Texto para leitura:
★ ★ ★

A aprovação abre caminhos para que projetos sobre criminalização do porte de maconha, criminalização do aborto e proibição de casamentos homoafetivos, assuntos que também já passaram pela Corte, sejam estabelecidos nas casas legislativas.

O STF emitiu um veredicto por 9 votos a 2, na quinta-feira passada (21), determinando que a data da promulgação da Constituição Federal, 5 de outubro de 1988, não deve ser utilizada como critério único para definir a ocupação tradicional de terras indígenas. No entanto, em uma rápida articulação da bancada ruralista e senadores alinhados à direita política, o projeto do marco temporal foi aprovado quase uma semana depois, reafirmando o ano de 1988 como marco para demarcação de terras indígenas.

★ ★ ★

Material fornecido:

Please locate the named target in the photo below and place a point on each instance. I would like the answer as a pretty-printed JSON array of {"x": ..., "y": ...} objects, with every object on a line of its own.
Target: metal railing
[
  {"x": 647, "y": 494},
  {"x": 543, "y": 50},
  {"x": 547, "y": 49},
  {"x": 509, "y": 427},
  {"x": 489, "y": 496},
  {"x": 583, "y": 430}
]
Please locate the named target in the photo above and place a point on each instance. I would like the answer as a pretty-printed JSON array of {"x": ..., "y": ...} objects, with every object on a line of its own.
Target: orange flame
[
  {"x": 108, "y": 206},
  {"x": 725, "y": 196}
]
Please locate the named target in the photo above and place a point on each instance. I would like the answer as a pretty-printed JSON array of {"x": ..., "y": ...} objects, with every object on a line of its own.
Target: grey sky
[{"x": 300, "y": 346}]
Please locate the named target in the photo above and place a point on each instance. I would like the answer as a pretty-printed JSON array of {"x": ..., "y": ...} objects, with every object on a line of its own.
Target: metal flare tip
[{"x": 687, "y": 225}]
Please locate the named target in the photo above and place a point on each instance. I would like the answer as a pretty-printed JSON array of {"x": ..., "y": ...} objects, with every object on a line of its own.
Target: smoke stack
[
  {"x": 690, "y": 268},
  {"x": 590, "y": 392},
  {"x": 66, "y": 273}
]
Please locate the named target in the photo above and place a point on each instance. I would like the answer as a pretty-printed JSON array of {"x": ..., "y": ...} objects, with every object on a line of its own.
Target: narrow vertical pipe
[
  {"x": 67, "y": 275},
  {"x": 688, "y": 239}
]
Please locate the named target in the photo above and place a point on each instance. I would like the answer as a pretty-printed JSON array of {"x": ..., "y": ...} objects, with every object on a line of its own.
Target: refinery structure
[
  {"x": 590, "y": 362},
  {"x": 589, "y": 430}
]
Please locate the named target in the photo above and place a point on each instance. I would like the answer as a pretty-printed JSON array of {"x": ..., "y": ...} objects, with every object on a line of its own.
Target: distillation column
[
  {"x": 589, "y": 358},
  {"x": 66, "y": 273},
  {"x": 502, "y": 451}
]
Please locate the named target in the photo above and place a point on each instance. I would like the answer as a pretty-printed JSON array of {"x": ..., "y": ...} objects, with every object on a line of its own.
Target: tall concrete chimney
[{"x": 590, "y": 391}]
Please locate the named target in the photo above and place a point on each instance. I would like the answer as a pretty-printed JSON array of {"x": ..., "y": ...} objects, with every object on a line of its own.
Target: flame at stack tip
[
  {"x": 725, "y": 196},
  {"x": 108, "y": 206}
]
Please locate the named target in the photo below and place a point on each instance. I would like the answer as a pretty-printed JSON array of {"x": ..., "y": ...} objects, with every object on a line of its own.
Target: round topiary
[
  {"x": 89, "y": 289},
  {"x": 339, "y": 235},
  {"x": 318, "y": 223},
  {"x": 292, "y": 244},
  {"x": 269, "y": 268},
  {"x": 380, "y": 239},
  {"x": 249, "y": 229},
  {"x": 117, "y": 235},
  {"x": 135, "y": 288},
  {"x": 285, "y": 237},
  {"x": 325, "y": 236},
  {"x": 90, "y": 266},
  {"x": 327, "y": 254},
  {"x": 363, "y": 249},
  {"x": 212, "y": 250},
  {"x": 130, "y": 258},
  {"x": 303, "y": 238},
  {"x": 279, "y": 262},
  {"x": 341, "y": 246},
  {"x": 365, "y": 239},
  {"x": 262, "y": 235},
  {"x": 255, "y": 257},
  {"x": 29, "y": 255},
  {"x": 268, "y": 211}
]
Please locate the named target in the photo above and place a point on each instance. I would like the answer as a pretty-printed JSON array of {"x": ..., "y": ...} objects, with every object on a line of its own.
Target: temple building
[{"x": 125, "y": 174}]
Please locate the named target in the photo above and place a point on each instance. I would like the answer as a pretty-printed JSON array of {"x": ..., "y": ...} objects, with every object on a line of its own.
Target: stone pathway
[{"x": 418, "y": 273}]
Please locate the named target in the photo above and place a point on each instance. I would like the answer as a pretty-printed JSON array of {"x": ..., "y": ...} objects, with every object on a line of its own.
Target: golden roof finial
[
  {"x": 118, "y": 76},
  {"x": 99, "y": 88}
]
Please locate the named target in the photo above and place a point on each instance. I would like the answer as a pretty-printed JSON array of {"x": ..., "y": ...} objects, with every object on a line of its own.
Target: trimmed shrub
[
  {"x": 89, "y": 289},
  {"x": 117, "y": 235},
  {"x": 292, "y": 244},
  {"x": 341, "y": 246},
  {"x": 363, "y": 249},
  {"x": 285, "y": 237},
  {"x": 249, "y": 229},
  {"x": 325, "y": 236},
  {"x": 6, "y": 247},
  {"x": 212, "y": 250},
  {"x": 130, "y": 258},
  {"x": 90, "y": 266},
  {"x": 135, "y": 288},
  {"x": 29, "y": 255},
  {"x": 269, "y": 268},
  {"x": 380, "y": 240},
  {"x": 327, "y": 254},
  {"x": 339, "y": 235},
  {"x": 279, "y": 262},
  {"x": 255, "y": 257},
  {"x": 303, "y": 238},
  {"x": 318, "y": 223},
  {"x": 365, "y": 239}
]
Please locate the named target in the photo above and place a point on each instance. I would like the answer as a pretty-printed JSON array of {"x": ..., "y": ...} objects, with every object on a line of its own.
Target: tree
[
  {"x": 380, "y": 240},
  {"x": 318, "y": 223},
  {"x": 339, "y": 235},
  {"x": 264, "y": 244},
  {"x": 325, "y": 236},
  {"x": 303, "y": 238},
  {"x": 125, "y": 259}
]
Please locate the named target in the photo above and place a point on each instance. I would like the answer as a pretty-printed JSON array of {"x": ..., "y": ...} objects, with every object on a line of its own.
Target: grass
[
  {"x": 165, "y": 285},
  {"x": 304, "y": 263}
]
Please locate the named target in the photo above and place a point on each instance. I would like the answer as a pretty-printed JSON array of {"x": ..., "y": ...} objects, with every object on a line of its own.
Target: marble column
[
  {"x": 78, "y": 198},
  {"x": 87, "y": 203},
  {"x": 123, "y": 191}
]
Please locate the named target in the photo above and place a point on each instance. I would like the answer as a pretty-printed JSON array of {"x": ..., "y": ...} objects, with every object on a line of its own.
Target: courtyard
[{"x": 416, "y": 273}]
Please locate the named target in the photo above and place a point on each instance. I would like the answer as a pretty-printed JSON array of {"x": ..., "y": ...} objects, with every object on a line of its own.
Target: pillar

★ ★ ★

Enunciado da tarefa: Cite integralmente o texto sobre o marco temporal das terras indígenas, sem mudar nenhuma palavra. Os registros são um material à parte, independente do texto.

Resposta proposta:
A aprovação abre caminhos para que projetos sobre criminalização do porte de maconha, criminalização do aborto e proibição de casamentos homoafetivos, assuntos que também já passaram pela Corte, sejam estabelecidos nas casas legislativas.

O STF emitiu um veredicto por 9 votos a 2, na quinta-feira passada (21), determinando que a data da promulgação da Constituição Federal, 5 de outubro de 1988, não deve ser utilizada como critério único para definir a ocupação tradicional de terras indígenas. No entanto, em uma rápida articulação da bancada ruralista e senadores alinhados à direita política, o projeto do marco temporal foi aprovado quase uma semana depois, reafirmando o ano de 1988 como marco para demarcação de terras indígenas.